Excerpts of labeled region data:
---
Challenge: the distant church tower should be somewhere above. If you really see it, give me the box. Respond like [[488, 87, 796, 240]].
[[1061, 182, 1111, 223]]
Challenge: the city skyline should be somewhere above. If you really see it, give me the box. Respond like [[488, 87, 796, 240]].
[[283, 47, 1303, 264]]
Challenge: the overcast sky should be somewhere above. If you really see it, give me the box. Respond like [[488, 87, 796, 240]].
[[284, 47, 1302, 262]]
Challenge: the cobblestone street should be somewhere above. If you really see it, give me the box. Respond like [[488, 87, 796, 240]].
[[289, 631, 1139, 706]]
---
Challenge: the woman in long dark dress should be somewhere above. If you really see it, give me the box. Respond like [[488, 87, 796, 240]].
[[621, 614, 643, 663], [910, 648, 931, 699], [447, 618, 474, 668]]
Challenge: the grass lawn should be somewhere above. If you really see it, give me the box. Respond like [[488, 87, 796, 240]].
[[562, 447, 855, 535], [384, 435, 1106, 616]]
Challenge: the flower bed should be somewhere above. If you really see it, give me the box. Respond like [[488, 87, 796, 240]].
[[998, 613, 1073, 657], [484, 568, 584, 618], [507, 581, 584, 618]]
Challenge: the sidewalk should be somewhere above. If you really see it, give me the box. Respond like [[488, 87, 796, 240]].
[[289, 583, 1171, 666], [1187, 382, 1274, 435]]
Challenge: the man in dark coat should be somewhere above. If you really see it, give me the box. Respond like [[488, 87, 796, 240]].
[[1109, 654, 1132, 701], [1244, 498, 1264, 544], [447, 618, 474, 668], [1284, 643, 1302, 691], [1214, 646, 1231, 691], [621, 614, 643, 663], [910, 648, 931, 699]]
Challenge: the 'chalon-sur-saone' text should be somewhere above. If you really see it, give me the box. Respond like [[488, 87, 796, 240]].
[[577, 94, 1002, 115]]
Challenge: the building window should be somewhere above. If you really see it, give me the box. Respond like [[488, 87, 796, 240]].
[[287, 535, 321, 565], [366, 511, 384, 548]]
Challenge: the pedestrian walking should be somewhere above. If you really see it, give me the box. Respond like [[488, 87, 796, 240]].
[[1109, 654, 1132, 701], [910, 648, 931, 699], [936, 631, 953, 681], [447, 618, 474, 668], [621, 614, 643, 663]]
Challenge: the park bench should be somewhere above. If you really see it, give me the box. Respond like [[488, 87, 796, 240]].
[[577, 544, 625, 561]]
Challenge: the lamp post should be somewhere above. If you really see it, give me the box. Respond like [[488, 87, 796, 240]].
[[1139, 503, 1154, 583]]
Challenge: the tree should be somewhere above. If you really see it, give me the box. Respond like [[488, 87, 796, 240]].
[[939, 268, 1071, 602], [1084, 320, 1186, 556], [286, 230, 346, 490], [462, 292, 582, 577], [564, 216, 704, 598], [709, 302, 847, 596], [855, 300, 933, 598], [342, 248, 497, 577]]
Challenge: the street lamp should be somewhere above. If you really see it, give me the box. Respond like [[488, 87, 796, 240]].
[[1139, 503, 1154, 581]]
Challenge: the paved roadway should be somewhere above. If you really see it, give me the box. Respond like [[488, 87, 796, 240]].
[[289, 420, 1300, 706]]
---
DO THIS:
Rewrite as a numbered list everything in the lines above from the line containing "Challenge: the pedestrian" down to the line containing "614, 643, 663]]", both included. Leave out any blank lines.

WORKED SOLUTION:
1. Challenge: the pedestrian walking should be somewhere above. If you really see it, give me the box. Respond like [[488, 87, 796, 240]].
2. [[1109, 654, 1132, 701], [910, 648, 931, 699], [936, 631, 953, 681], [447, 618, 474, 668], [621, 614, 643, 663]]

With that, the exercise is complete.